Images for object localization

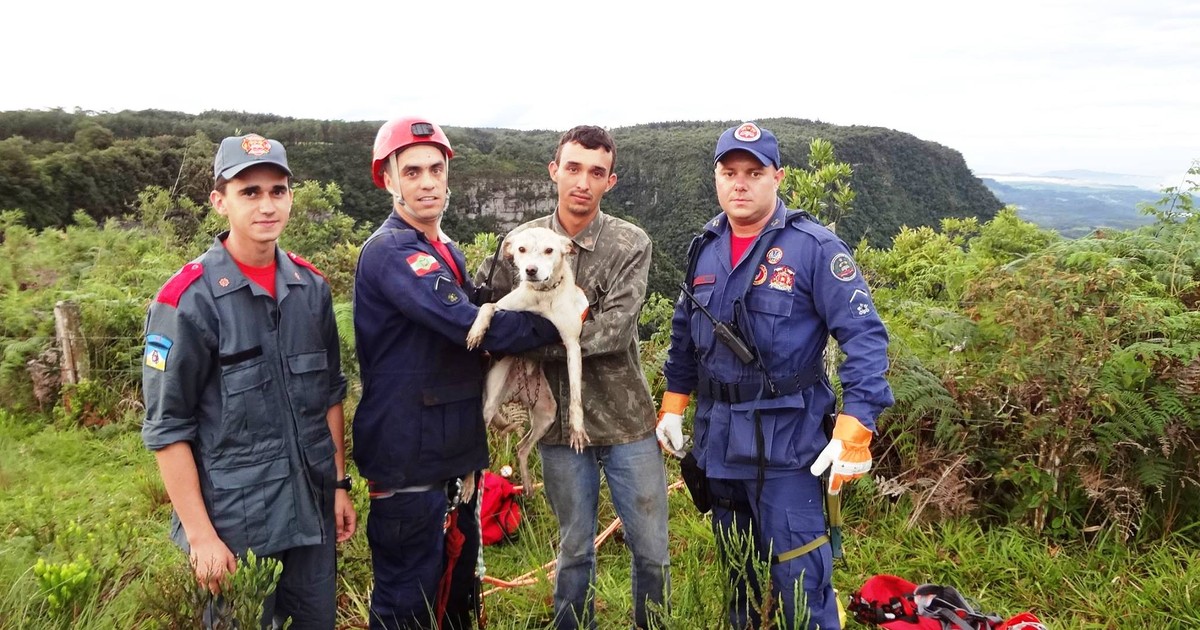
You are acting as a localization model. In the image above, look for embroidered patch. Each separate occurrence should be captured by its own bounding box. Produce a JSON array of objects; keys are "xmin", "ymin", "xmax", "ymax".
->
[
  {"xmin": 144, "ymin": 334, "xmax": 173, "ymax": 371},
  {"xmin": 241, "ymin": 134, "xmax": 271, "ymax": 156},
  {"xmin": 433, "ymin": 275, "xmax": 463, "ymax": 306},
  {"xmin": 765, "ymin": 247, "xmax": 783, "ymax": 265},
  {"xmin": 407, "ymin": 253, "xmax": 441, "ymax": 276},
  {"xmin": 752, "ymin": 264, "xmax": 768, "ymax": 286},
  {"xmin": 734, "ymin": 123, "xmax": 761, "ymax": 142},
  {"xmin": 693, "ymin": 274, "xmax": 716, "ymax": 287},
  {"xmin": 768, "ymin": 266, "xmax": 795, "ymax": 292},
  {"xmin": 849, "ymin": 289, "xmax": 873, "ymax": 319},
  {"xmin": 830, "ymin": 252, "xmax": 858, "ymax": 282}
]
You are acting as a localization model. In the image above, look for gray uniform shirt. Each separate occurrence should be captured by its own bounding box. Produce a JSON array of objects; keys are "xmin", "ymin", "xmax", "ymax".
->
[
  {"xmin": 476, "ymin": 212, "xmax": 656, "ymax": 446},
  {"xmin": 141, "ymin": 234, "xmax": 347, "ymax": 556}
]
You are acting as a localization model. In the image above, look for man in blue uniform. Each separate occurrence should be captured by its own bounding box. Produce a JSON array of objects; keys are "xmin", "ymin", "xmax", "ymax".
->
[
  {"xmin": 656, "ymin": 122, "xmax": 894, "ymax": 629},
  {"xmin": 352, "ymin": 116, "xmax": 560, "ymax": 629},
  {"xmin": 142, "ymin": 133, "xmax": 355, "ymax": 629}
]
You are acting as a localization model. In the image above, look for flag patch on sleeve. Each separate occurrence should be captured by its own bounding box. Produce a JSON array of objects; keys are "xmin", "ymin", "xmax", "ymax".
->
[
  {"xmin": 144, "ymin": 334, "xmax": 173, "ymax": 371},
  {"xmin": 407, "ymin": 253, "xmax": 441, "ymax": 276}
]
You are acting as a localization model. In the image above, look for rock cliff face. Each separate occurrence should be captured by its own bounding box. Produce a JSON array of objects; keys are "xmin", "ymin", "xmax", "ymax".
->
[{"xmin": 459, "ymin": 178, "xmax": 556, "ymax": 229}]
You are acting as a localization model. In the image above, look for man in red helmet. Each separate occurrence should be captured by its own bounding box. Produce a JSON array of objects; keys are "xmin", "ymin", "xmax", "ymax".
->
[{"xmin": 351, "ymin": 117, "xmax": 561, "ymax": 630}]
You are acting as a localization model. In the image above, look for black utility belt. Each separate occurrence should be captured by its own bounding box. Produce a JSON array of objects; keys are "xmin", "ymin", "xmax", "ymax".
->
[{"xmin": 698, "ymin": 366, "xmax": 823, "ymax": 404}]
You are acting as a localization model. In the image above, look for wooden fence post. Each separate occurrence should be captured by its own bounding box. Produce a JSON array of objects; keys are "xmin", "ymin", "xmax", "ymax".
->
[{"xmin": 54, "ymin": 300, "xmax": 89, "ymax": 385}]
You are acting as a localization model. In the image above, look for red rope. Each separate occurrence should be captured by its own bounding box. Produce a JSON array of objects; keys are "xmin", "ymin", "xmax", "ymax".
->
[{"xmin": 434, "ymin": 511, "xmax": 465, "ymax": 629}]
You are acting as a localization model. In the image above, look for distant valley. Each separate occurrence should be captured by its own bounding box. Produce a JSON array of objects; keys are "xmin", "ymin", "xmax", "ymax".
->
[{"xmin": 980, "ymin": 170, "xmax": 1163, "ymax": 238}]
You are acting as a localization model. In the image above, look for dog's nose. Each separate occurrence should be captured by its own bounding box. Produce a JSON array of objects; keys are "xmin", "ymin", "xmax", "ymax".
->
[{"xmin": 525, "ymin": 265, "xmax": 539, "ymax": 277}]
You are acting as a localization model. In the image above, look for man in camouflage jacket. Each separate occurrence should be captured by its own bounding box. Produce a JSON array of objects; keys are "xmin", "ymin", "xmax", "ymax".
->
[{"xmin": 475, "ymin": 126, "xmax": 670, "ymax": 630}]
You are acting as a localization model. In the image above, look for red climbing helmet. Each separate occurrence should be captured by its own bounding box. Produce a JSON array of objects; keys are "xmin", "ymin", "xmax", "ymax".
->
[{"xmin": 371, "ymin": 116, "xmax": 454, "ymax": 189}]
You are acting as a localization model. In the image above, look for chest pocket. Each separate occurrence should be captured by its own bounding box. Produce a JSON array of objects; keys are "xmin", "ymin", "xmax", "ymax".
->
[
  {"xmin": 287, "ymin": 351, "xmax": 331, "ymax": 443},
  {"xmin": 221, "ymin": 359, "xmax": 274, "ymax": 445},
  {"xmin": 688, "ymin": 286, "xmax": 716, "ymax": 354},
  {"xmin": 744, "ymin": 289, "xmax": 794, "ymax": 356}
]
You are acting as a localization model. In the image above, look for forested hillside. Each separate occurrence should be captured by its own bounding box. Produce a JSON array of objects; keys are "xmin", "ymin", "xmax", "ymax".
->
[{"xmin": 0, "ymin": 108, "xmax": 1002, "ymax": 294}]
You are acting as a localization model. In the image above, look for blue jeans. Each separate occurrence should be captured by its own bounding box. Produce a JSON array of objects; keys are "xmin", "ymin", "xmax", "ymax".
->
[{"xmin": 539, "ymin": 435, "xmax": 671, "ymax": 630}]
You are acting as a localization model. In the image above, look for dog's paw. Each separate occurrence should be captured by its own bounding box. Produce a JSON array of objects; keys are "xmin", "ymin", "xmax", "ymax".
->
==
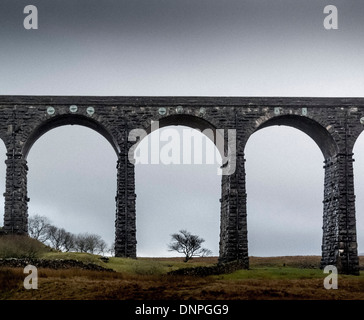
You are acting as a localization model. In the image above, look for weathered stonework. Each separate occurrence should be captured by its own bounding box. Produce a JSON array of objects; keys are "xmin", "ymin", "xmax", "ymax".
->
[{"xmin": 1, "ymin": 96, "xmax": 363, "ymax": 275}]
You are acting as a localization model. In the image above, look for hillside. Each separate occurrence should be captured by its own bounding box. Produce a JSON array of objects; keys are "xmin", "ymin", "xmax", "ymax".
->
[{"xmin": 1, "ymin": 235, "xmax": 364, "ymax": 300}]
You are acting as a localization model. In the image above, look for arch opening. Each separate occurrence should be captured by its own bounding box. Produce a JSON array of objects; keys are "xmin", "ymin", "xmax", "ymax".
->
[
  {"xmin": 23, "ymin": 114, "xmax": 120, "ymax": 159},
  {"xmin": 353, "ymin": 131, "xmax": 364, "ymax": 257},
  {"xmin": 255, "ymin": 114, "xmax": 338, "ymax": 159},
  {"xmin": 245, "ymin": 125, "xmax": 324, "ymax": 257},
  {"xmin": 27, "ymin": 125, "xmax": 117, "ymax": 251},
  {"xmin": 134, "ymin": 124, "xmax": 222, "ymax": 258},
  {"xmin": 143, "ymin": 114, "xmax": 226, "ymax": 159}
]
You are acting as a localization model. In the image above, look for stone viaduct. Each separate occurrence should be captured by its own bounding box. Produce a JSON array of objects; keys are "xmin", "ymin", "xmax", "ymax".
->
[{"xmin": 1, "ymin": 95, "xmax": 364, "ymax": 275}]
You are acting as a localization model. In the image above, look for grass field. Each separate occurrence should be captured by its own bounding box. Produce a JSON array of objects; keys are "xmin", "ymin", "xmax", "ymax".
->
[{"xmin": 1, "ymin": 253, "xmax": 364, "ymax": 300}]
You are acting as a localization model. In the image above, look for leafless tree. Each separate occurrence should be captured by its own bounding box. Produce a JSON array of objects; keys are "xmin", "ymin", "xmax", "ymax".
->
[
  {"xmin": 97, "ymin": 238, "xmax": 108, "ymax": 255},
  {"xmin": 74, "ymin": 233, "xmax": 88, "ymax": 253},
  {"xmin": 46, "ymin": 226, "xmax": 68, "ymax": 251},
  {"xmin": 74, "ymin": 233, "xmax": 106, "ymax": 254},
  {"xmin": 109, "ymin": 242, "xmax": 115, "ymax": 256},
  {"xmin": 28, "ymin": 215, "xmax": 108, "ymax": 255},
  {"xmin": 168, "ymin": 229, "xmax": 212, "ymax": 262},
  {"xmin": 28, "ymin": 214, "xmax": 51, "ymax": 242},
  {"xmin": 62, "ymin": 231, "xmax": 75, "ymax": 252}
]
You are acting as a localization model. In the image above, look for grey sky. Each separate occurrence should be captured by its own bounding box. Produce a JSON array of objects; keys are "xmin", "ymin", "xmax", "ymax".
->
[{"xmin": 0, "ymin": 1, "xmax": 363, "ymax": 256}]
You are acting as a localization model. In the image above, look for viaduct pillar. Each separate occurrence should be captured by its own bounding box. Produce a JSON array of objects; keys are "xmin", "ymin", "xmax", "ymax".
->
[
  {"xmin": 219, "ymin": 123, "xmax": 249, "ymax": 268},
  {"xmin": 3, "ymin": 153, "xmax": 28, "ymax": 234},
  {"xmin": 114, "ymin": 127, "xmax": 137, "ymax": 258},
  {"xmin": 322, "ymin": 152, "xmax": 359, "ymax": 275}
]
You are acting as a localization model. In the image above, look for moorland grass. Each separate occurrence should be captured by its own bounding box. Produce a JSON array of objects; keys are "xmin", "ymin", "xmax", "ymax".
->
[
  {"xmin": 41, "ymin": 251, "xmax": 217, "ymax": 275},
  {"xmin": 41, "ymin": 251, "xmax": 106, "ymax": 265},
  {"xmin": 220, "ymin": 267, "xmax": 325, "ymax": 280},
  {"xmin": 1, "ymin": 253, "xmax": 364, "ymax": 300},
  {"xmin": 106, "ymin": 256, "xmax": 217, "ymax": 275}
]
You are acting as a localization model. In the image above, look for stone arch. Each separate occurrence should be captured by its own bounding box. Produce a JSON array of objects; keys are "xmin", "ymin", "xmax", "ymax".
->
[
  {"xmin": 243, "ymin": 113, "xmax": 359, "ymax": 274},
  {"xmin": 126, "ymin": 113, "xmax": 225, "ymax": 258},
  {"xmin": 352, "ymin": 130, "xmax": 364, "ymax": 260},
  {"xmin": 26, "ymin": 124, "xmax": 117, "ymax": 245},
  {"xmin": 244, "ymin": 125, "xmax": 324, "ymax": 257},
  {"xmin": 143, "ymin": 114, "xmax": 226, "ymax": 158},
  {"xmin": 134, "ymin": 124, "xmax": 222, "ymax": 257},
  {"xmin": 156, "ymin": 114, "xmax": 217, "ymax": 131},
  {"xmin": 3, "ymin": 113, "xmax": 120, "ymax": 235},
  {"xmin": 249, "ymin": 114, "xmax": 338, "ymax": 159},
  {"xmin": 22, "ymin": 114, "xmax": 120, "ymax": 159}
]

Task: Reproduce only the lines above spanning from the line containing "look for viaduct" through the line containing "look for moorland", word for word.

Result of the task:
You are acting as a localization model. In the image above, look for viaduct pillar. Each separate occurrence should be captured by its own bounding box. Produce a JSON array of objects; keys are "xmin", "ymin", "xmax", "ymax".
->
[
  {"xmin": 219, "ymin": 123, "xmax": 249, "ymax": 268},
  {"xmin": 3, "ymin": 153, "xmax": 28, "ymax": 234},
  {"xmin": 114, "ymin": 127, "xmax": 137, "ymax": 258},
  {"xmin": 322, "ymin": 152, "xmax": 359, "ymax": 275}
]
You are acting as a localization model. In the image above, look for moorland grass. Each separate occurrence should be captured by its own bounding box. Produce a JSON array of objects; keys are "xmin", "ymin", "xmax", "ymax".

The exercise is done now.